--- start of Dataset records ---

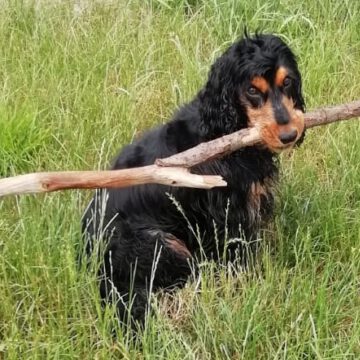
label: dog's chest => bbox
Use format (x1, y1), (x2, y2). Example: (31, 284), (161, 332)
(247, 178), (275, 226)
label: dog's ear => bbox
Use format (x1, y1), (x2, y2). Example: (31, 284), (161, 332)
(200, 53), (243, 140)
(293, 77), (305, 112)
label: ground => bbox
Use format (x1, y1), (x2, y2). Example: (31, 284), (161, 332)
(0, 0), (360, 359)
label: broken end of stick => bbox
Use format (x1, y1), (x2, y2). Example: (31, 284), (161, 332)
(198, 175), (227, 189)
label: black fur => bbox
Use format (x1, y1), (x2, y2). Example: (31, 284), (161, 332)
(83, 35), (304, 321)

--- end of Dataset records ---
--- start of Dataset records ---

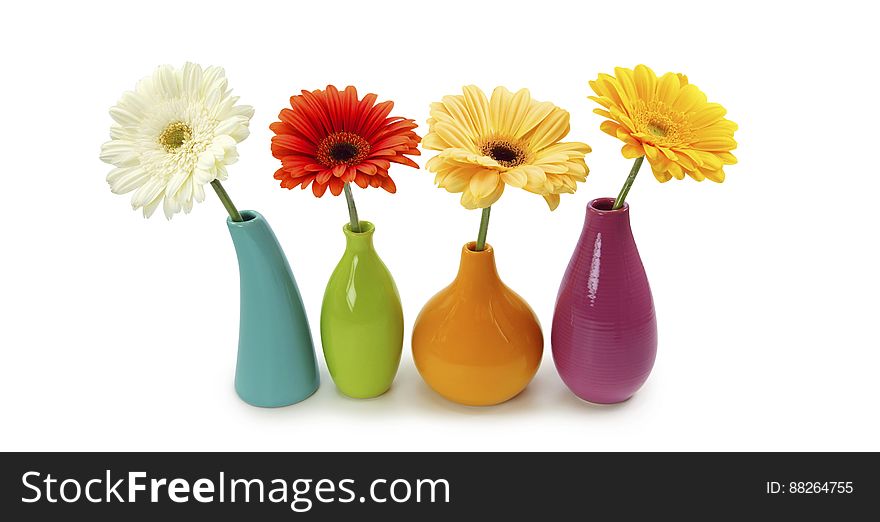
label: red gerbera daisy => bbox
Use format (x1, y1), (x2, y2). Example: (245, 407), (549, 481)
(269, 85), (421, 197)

--- end of Dataset records ---
--- start of Dataset records ---

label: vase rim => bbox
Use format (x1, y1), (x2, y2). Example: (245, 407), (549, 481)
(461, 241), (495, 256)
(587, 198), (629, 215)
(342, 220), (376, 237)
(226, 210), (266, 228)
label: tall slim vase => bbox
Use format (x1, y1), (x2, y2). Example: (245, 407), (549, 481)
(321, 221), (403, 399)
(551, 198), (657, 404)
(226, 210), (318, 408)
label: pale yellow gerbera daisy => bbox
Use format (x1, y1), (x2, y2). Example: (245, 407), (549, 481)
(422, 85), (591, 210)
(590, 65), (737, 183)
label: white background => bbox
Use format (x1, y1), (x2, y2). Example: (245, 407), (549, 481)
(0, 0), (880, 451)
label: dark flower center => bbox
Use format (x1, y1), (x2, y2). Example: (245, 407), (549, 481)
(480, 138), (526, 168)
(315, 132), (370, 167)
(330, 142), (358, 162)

--- end of Dataset records ---

▸ Given exercise
Resize the items starting at the line that contains "label: tall slim vase => bbox" and ending at the line that contains "(330, 142), (358, 162)", both ends included, giving every line again with the requests and their format samples unchanged but each bounding-box coordinate in the answers multiplied by 0.4 and rounded to a whole number, halves up. Return only those lines.

▸ Response for this exercise
label: tall slim vase => bbox
Use format (x1, y1), (x2, y2). Example: (245, 407), (549, 481)
(128, 88), (161, 160)
(220, 79), (263, 162)
(90, 84), (127, 163)
label: pale yellow gerbera daisy => bbox
Use format (x1, y1), (x2, y2). Example: (245, 407), (549, 481)
(169, 34), (236, 84)
(236, 26), (295, 73)
label: white background => bbox
Use format (x1, y1), (x2, y2). Example: (245, 407), (549, 481)
(0, 0), (352, 180)
label: dark flower center => bbox
Use format (x1, y1), (x2, y2). Example: (245, 407), (549, 481)
(192, 55), (210, 67)
(126, 53), (148, 67)
(132, 57), (143, 65)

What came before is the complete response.